● **COMPITO A**
Secondo il testo su Santa Elisabetta, chi fu il suo primo biografo?
● **COMPITO B**
Trascrivi dal testo su Santa Elisabetta il passo che va da "Di nobile famiglia, Santa" fino a "di Sankt Goarshausen.".

● **TESTO IN ESAME**
——
Di nobile famiglia, Santa Elisabetta nacque a Bonn, in Renania, nel 1129. All’età di 12 anni i genitori (di cui si conosce soltanto il nome del padre Hartwig), decisero di affidarla per l’educazione alle monache della doppia abbazia benedettina di Schönau sul Reno, nei pressi di Sankt Goarshausen.
In monastero Elisabetta prese il velo e intraprese la professione religiosa nel 1147. Dieci anni più tardi venne eletta magistra, ossia superiora delle monache che non avevano la badessa, in quanto dipendenti dall’abate Egberto, fratello di Elisabetta, che ebbe grande influenza su di lei. Fu anche suo consigliere spirituale e primo biografo. Mentre un altro fratello, Ruggero, ricopriva l’incarico di prevosto a Pöhlde , in Sassonia, ed il nipote Simone, divenne a sua volta abate di Schönau.
Reduce da una grave malattia nel 1152, Elisabetta cominciò ad avere visioni ed estasi, durante le quali si trovò in numerose occasioni a parlare con Nostro Signore, con la Madonna e con i santi del giorno. Estasi che duravano talvolta parecchie settimane e finirono per debilitarla nel fisico, cagionevole sin dall’infanzia. Le condizioni di salute peggiorarono sin dai primi mesi del 1164 e il 18 giugno dello stesso anno Elisabetta lasciò la vita terrena.
——
● **DATI DI PARTENZA**
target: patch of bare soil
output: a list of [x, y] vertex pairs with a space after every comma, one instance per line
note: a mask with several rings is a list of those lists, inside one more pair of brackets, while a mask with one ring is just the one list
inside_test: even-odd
——
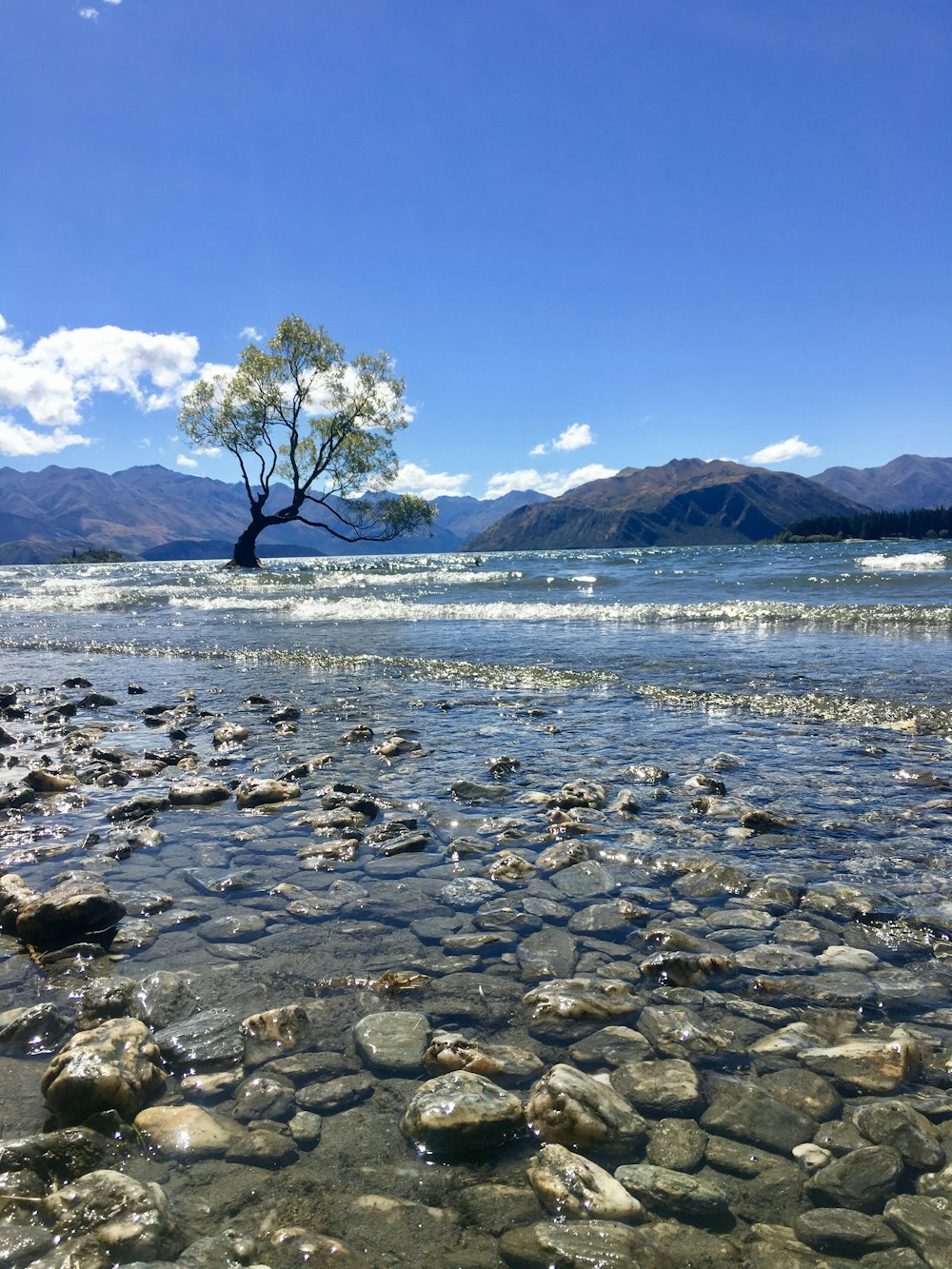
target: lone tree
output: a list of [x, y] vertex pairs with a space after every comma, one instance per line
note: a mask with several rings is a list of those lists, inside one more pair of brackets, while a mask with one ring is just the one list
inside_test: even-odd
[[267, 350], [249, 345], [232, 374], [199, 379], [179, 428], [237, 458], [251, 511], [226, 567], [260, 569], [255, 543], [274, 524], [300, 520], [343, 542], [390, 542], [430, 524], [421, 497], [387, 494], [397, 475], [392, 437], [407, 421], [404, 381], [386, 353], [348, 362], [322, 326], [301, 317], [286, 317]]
——
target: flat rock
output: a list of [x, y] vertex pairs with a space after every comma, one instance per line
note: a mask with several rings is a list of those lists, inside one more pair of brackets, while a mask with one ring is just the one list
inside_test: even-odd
——
● **SPAZIO RISPOSTA A**
Il fratello Egberto, abate di Schönau.

● **SPAZIO RISPOSTA B**
Di nobile famiglia, Santa Elisabetta nacque a Bonn, in Renania, nel 1129. All’età di 12 anni i genitori (di cui si conosce soltanto il nome del padre Hartwig), decisero di affidarla per l’educazione alle monache della doppia abbazia benedettina di Schönau sul Reno, nei pressi di Sankt Goarshausen.